What lines below contain the word "water"? Please pull each one out.

[Provided information — start]

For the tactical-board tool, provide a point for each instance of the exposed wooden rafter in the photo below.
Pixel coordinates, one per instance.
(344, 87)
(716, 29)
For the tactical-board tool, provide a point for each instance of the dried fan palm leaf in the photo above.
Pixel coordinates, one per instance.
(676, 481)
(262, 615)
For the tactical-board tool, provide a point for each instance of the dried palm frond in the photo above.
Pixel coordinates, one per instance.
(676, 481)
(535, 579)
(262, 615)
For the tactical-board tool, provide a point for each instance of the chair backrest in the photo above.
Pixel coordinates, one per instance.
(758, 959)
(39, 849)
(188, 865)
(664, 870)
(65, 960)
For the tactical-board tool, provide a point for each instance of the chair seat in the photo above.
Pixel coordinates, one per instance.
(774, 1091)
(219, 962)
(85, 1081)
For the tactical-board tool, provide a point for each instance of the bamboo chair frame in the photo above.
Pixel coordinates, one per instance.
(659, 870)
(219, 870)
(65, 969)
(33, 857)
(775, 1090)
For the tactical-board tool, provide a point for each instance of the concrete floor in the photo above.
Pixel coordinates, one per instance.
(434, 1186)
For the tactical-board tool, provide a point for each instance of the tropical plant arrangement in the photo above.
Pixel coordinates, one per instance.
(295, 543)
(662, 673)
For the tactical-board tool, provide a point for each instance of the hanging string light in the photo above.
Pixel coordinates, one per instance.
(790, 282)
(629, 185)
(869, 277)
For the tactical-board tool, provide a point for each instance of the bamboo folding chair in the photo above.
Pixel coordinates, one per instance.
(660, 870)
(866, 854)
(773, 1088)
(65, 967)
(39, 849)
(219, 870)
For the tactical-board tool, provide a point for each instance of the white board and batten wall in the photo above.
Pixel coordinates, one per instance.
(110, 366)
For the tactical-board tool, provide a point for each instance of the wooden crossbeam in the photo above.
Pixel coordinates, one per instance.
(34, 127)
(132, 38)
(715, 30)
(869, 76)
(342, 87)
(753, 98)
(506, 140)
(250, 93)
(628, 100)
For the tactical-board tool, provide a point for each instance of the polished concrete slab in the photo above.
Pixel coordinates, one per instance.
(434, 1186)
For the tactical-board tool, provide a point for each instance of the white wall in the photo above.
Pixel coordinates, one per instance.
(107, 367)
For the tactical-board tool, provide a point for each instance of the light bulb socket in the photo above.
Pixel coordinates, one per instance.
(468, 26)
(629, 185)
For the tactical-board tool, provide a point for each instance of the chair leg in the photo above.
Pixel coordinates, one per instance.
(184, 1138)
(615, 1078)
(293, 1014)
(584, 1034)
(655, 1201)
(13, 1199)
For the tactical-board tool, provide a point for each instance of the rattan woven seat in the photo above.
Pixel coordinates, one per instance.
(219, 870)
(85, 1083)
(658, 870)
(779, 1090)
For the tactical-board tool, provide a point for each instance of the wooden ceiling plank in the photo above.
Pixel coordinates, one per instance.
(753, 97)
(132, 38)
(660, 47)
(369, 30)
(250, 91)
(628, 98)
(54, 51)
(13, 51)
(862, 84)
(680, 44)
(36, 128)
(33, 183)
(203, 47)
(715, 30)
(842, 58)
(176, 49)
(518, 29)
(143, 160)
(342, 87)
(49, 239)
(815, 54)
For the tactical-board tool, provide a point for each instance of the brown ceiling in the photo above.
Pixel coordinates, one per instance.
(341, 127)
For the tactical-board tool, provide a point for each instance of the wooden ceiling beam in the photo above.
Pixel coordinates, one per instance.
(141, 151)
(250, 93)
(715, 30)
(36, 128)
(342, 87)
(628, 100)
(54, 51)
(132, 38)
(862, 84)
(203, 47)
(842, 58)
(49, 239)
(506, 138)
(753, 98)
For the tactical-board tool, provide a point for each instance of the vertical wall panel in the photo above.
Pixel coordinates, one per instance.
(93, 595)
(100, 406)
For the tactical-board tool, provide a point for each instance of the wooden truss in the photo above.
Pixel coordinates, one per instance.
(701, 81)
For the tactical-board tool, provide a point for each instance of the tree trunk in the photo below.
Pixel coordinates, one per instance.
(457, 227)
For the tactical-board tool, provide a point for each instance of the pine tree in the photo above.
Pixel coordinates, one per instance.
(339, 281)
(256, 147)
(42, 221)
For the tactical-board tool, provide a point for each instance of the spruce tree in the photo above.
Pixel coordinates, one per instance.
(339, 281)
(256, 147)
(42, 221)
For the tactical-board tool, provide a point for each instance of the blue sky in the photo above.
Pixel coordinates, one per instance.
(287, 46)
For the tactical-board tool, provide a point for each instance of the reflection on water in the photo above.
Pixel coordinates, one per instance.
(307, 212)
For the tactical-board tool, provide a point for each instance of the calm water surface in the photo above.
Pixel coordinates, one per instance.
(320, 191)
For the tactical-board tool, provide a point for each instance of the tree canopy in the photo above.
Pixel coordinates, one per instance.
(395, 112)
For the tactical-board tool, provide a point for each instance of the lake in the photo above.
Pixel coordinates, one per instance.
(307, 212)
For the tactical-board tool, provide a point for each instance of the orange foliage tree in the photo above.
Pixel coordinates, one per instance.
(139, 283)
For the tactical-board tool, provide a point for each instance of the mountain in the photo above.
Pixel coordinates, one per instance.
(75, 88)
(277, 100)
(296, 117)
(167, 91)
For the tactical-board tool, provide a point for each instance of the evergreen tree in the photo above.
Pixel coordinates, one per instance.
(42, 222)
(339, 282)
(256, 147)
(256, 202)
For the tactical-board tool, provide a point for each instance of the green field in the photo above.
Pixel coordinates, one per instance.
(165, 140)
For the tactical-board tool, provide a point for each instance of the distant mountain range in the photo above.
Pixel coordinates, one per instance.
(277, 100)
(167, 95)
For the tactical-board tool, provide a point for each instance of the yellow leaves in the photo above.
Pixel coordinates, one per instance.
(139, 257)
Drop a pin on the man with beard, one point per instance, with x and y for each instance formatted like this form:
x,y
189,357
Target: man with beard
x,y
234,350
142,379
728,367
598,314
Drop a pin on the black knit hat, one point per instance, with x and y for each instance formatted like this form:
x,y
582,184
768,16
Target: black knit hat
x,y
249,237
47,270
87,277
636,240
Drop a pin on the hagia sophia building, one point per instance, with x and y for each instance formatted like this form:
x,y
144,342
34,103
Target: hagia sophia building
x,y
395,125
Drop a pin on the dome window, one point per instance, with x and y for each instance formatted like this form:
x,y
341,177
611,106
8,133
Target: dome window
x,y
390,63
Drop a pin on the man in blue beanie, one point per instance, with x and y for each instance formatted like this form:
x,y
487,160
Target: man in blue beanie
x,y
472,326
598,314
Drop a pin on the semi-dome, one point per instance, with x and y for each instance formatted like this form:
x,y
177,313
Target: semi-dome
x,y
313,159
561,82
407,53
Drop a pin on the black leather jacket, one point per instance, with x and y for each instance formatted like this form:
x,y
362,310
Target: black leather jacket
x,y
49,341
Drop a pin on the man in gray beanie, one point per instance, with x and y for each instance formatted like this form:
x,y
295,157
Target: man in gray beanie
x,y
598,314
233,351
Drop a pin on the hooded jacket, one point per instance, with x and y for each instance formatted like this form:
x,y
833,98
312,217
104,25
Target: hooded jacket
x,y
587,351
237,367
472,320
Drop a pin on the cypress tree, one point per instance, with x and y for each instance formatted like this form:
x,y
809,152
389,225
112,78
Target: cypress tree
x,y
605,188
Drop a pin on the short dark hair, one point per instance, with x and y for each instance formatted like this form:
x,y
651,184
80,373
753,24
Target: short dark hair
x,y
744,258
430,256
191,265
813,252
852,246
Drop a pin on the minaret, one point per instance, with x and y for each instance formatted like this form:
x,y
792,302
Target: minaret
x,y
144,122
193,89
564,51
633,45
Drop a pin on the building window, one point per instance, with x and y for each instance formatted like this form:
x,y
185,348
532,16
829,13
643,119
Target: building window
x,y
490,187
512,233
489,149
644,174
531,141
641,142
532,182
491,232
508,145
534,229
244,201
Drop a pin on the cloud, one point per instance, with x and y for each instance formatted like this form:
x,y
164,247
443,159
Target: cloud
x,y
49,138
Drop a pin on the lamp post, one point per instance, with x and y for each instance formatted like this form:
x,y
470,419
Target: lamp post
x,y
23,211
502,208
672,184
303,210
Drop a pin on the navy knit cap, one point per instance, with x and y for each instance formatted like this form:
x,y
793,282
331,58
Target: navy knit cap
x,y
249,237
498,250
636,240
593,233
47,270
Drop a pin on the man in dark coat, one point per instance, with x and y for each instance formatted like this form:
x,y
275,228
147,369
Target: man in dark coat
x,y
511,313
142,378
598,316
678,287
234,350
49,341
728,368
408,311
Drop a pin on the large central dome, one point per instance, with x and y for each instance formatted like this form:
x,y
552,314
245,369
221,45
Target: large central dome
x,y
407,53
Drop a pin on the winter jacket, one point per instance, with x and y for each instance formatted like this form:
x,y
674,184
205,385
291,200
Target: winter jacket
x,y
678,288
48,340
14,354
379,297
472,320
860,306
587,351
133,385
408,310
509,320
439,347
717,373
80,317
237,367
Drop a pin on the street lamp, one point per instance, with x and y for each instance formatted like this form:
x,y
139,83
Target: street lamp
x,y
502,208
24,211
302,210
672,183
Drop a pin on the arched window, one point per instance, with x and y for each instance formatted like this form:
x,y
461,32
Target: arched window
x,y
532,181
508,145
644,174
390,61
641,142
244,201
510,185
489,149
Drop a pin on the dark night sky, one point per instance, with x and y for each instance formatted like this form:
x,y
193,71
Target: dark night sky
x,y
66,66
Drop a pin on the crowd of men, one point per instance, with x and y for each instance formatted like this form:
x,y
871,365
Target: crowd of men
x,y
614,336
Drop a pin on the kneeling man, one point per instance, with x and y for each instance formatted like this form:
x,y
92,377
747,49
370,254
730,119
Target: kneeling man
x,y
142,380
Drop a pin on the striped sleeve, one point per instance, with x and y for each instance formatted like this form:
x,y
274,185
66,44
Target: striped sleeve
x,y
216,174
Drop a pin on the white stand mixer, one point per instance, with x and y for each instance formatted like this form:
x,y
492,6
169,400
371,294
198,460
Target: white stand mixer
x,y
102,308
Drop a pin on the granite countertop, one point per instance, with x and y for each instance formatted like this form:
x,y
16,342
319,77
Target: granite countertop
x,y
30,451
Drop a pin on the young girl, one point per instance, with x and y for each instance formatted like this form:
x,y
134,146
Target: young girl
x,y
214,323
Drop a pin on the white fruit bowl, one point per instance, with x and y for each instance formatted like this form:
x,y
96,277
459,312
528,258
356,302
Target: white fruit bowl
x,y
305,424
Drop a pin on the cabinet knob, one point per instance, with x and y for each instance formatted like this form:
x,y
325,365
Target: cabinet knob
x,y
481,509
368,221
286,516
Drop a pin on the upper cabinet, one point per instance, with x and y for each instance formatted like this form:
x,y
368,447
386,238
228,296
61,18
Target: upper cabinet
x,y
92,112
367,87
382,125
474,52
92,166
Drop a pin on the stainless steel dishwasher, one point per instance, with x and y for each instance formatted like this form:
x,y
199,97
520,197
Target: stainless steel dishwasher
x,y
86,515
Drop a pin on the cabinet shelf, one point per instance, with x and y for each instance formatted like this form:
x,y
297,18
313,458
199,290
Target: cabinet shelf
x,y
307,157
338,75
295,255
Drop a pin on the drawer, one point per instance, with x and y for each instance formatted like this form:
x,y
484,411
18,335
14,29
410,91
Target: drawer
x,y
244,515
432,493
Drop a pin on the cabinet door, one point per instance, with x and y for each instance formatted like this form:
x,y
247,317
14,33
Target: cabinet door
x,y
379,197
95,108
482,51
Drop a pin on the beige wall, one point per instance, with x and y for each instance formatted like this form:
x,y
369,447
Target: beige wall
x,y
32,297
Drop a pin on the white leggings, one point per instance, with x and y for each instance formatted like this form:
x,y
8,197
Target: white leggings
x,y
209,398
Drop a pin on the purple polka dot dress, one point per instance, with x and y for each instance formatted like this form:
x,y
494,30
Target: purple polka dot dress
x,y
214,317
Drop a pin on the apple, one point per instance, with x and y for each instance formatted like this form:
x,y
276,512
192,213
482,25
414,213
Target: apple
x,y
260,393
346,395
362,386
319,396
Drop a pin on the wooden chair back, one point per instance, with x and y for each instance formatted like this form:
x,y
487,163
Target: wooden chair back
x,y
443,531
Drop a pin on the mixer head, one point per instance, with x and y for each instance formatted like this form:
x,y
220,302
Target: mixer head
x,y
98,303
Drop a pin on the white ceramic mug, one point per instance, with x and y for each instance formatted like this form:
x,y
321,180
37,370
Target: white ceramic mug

[Provided information — finish]

◆ **Answer to this exercise**:
For the tactical-board tool, provide a point for each instance of the reflection on water in the photo above.
For the tactical-board tool, provide a point for each instance of the calm water surface in the photo above.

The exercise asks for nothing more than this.